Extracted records
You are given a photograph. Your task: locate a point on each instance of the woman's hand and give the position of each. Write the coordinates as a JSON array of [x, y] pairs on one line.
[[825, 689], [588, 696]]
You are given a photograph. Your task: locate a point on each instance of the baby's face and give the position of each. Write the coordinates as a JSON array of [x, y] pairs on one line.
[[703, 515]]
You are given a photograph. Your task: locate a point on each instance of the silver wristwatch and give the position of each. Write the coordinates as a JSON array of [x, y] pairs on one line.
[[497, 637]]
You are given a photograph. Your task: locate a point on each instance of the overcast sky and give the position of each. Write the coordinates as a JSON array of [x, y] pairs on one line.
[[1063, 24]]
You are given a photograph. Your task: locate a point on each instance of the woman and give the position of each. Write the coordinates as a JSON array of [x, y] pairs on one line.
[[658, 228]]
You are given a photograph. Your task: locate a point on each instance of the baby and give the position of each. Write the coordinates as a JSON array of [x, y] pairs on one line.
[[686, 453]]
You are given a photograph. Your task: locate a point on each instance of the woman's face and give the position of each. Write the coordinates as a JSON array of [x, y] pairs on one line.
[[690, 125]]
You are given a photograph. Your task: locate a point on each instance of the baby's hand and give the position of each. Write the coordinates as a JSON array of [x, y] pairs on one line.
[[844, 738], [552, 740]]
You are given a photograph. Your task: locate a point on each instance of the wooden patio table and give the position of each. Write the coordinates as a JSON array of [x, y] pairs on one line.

### AIM
Put the material starting with the line with "the woman's face" and going on through the line with "[[690, 125]]" into a CSV with two columns, text and answer. Give one row for each text with its answer, quote every field, and turn line breaks into spaces.

### TASK OUTPUT
text,answer
"You are given a photograph. Your task: locate a point on each instance of the woman's face and give the position of each. Write the coordinates as a JSON array of [x, y] pairs on one line.","[[690, 125]]"